DATASET RECORDS: Begin

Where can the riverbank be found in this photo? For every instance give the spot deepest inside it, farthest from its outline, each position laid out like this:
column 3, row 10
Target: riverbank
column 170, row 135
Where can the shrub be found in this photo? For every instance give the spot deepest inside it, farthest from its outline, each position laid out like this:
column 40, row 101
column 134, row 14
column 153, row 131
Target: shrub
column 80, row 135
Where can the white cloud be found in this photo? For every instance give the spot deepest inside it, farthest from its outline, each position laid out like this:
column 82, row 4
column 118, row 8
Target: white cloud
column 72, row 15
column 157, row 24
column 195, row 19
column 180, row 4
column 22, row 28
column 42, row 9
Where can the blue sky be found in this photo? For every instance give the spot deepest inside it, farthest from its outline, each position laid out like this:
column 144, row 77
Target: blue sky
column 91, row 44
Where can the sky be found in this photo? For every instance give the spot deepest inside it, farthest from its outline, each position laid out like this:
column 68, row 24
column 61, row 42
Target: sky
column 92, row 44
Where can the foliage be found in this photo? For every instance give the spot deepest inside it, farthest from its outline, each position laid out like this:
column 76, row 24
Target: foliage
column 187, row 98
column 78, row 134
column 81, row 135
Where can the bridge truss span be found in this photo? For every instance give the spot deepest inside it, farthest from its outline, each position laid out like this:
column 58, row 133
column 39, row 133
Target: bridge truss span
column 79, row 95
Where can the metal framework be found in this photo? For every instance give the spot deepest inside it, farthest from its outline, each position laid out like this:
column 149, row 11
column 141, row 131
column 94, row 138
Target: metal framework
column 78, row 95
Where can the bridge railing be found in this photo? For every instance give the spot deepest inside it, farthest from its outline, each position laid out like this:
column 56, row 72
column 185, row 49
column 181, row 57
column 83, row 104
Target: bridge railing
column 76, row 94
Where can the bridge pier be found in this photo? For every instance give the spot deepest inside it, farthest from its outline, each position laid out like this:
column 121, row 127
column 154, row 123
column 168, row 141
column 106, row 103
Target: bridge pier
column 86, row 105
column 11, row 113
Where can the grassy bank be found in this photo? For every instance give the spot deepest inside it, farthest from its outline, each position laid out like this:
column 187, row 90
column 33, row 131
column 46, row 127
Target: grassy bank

DATASET RECORDS: End

In the material above, find the line with "Target: foliage"; then copy it and every line after it, exactly, through the end.

FINISHED TASK
Target: foliage
column 187, row 98
column 78, row 134
column 81, row 135
Where can the bridge truss span be found in this photo? For every instance give the spot deepest inside it, farthest from its outline, each position laid out like this:
column 58, row 133
column 39, row 133
Target: bridge truss span
column 79, row 95
Where can the metal framework be found in this photo? For every instance give the spot deepest inside it, farthest from its outline, each position laid out like this:
column 149, row 11
column 141, row 131
column 94, row 138
Target: metal framework
column 78, row 95
Where can the bridge railing be found in this photo? For every instance give the spot deepest inside it, farthest from its outline, each position laid out like this:
column 56, row 72
column 185, row 49
column 181, row 57
column 83, row 104
Target: bridge railing
column 76, row 94
Where can the bridge pier be found in this photo? For every instance give the spot deepest inside it, farthest from its outline, each position laid out like this:
column 121, row 127
column 154, row 123
column 168, row 141
column 106, row 103
Target: bridge pier
column 86, row 105
column 11, row 113
Where can the grassy bank be found in this photo? For every instance give the spot deepest inside it, farthest from its outline, each position laid out like this:
column 187, row 90
column 33, row 131
column 46, row 127
Target: grassy bank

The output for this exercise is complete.